Document text »

● ● ● ● ● ● ●

Signalling pathways of leukocyte migration in silico.

A mathematical model has the potential of powerful computer (in silico) studies. This is important in the daily lab work when planning new experiments. Indeed, most experiments can be first done in silico and then performed on real animal model after an optimization of the wet experiment outcome. Bearing this in mind, the computer model serves as a platform to reduce the cost of the experiments and the unnecessary sacrifice of animals or human specimens. In addition, the mathematical model provides an alternative approach to wet lab experiments and it links findings from in vitro, in vivo and ex vivo studies together into a whole system.

In this project I will investigate the migration process of macrophages and neutrophils, which are the first layer of defence of the immune system in humans. After an injury, parts of the immune system are activated, specific immune cell leave the blood vessels and migrate through the tissue to the side of the injury. Which signals drive theses immune cells towards the injury, how the cells migrate and what do the cells do once they reached the site of injury are open questions.

● ● ● ● ● ● ●

Task brief » Edit the leukocyte migration text from "A mathematical model" to "a whole system." by replacing "platform" with "tool". The material after this comes from a separate source.

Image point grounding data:
● ● ● ● ● ● ●

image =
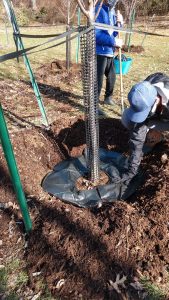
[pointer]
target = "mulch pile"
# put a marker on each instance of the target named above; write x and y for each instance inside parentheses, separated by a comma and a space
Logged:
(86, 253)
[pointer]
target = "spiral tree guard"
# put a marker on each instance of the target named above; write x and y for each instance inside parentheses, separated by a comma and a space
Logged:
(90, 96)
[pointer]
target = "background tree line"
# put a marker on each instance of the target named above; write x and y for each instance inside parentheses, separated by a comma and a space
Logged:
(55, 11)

● ● ● ● ● ● ●

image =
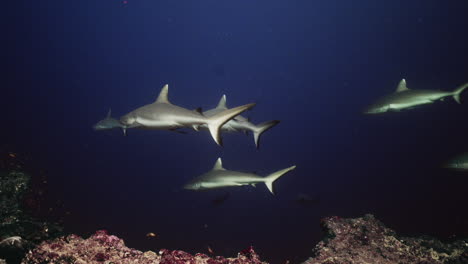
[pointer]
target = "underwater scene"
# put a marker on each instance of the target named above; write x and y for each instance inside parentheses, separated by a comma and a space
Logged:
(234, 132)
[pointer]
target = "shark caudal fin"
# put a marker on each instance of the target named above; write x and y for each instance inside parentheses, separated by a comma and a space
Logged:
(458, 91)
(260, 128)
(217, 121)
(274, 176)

● ● ● ● ● ● ●

Answer to the problem »
A mathematical model has the potential of powerful computer (in silico) studies. This is important in the daily lab work when planning new experiments. Indeed, most experiments can be first done in silico and then performed on real animal model after an optimization of the wet experiment outcome. Bearing this in mind, the computer model serves as a tool to reduce the cost of the experiments and the unnecessary sacrifice of animals or human specimens. In addition, the mathematical model provides an alternative approach to wet lab experiments and it links findings from in vitro, in vivo and ex vivo studies together into a whole system.